#### OBJETIVO DA TAREFA:
No texto sobre Carlos Pitta, com que nome ele assinava antes de passar a usar Pitta?

Desde criança, Carlos Pitta, que era filho do médico Otto Schmidt, demonstrava uma sólida predileção pela música e pela comunicação, o que desagradava o pai, que queria vê-lo médico. Com cerca de sete anos, Carlos participava de programas infantis realizados pela professora de música e pianista Alcina Dantas, oriunda de Itaberaba e que, aos domingos pela manhã, realizava na extinta Rádio Cultura (ZYN-24 Onda Média), que hoje corresponde à Amplitude Modulada – AM, o programa infantil Brasil de Amanhã, revelador de muitos valores para o rádio profissional. Dedicado à cultura, Pitta integrou o forte movimento teatral da cidade em peças dirigidas pelo falecido Geraldo Lima, como cantor e, até então, assinava como Carlos Piter, mudando para Pitta, sem explicações.

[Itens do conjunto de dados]
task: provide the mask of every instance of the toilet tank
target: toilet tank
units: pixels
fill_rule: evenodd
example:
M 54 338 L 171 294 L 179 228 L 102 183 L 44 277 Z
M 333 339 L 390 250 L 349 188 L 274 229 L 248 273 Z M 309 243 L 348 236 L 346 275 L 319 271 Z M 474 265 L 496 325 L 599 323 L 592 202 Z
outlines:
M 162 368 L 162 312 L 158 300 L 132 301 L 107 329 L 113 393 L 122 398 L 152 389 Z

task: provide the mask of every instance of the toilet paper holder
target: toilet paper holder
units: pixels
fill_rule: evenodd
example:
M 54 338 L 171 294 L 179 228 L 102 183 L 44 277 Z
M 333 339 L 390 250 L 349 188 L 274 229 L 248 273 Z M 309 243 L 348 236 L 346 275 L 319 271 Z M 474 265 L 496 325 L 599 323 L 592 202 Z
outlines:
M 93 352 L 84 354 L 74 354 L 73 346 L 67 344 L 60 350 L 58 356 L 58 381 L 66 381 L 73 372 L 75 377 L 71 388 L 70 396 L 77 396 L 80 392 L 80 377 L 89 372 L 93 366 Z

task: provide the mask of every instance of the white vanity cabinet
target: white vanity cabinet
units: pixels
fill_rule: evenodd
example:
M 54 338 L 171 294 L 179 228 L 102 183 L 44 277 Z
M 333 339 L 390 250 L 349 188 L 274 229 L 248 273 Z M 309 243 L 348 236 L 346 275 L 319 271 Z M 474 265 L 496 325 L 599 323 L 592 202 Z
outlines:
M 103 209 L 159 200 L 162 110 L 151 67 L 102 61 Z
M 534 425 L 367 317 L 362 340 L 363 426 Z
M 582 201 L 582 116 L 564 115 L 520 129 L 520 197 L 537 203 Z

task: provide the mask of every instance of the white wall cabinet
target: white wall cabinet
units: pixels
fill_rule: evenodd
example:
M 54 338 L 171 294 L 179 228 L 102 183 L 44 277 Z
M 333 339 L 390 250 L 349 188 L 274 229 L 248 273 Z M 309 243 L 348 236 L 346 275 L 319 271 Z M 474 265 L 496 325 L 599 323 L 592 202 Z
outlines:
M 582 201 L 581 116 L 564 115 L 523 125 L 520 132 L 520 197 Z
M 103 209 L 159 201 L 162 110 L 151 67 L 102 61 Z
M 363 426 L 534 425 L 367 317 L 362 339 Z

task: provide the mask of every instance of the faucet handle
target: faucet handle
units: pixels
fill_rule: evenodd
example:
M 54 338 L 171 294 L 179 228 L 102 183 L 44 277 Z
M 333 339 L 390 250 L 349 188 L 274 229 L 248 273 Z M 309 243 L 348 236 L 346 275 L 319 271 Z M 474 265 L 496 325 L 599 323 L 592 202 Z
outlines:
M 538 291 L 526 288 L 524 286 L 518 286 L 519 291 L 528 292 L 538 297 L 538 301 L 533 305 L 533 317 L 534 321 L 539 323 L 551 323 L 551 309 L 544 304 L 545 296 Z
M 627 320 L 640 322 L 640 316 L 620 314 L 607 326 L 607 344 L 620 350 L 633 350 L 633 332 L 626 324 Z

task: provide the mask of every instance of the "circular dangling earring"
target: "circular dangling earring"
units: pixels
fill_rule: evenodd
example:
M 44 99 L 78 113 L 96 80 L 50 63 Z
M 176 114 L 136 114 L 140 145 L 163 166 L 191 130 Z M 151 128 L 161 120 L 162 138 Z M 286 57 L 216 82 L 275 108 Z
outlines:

#### RESULTADO DA TAREFA:
Carlos Piter.